[Items from a dataset]
-- START --
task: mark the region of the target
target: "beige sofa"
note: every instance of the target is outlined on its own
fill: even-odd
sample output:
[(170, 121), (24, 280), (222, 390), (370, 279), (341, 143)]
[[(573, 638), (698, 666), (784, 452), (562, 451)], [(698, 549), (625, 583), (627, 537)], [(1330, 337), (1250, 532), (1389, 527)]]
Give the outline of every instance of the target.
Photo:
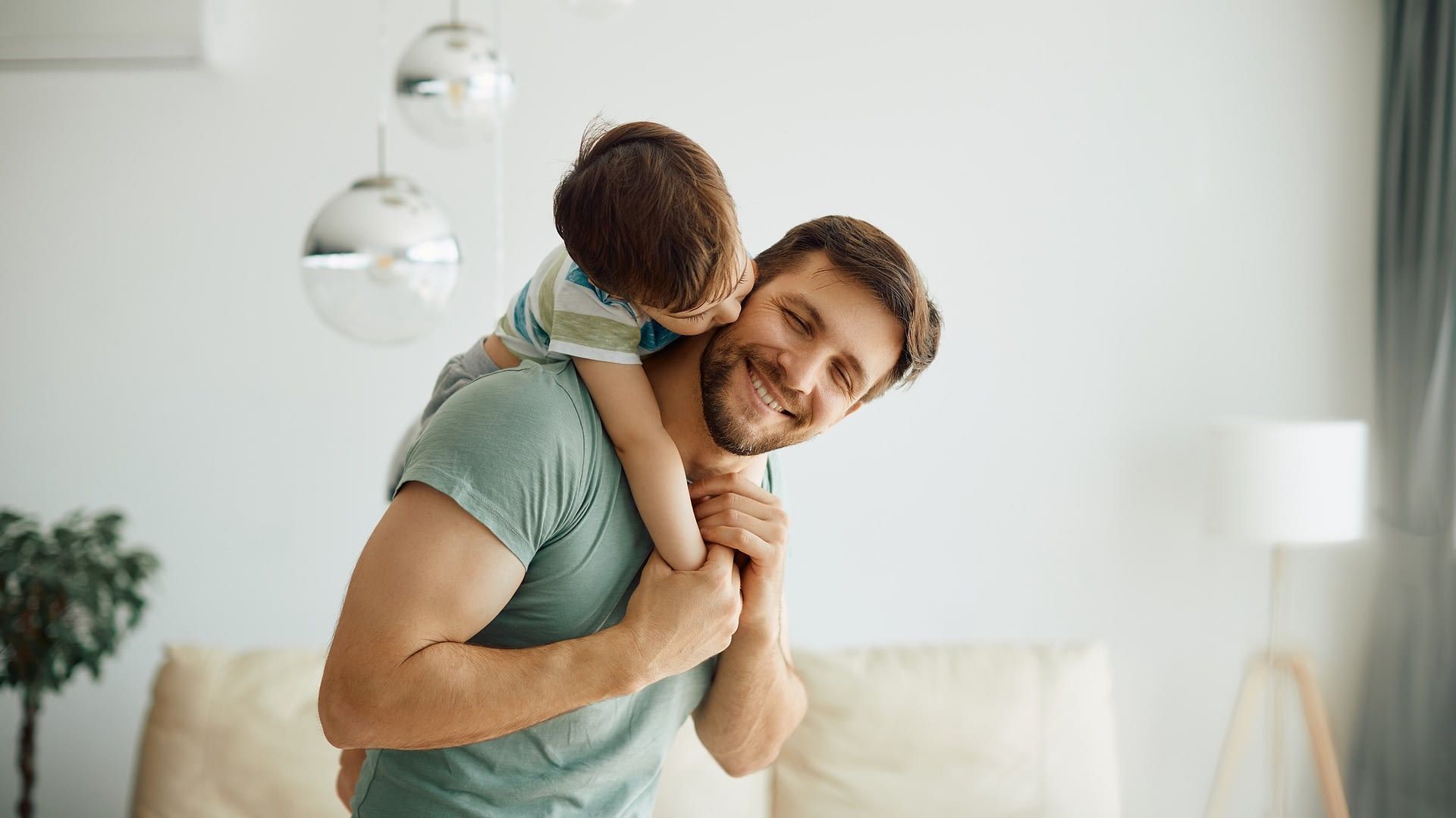
[[(796, 652), (804, 723), (761, 773), (722, 773), (684, 725), (654, 818), (1111, 818), (1107, 652), (922, 646)], [(319, 728), (316, 652), (169, 646), (135, 818), (345, 815)]]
-- END --
> **Directions for this task**: Write out the entries above word for word. Do not include the pictures.

> **Output**:
task: mark the region of the target
target: "beige sofa"
note: every instance of the target is outlined on its own
fill: even-odd
sample output:
[(170, 121), (24, 280), (222, 390), (370, 279), (341, 143)]
[[(573, 638), (698, 666), (784, 452), (562, 451)], [(698, 549), (625, 583), (627, 537)], [(1330, 337), (1250, 532), (1389, 527)]]
Give the outline of every instance of the target.
Photo:
[[(796, 652), (804, 723), (761, 773), (722, 773), (684, 725), (654, 818), (1111, 818), (1107, 652), (922, 646)], [(319, 728), (316, 652), (169, 646), (135, 818), (345, 815)]]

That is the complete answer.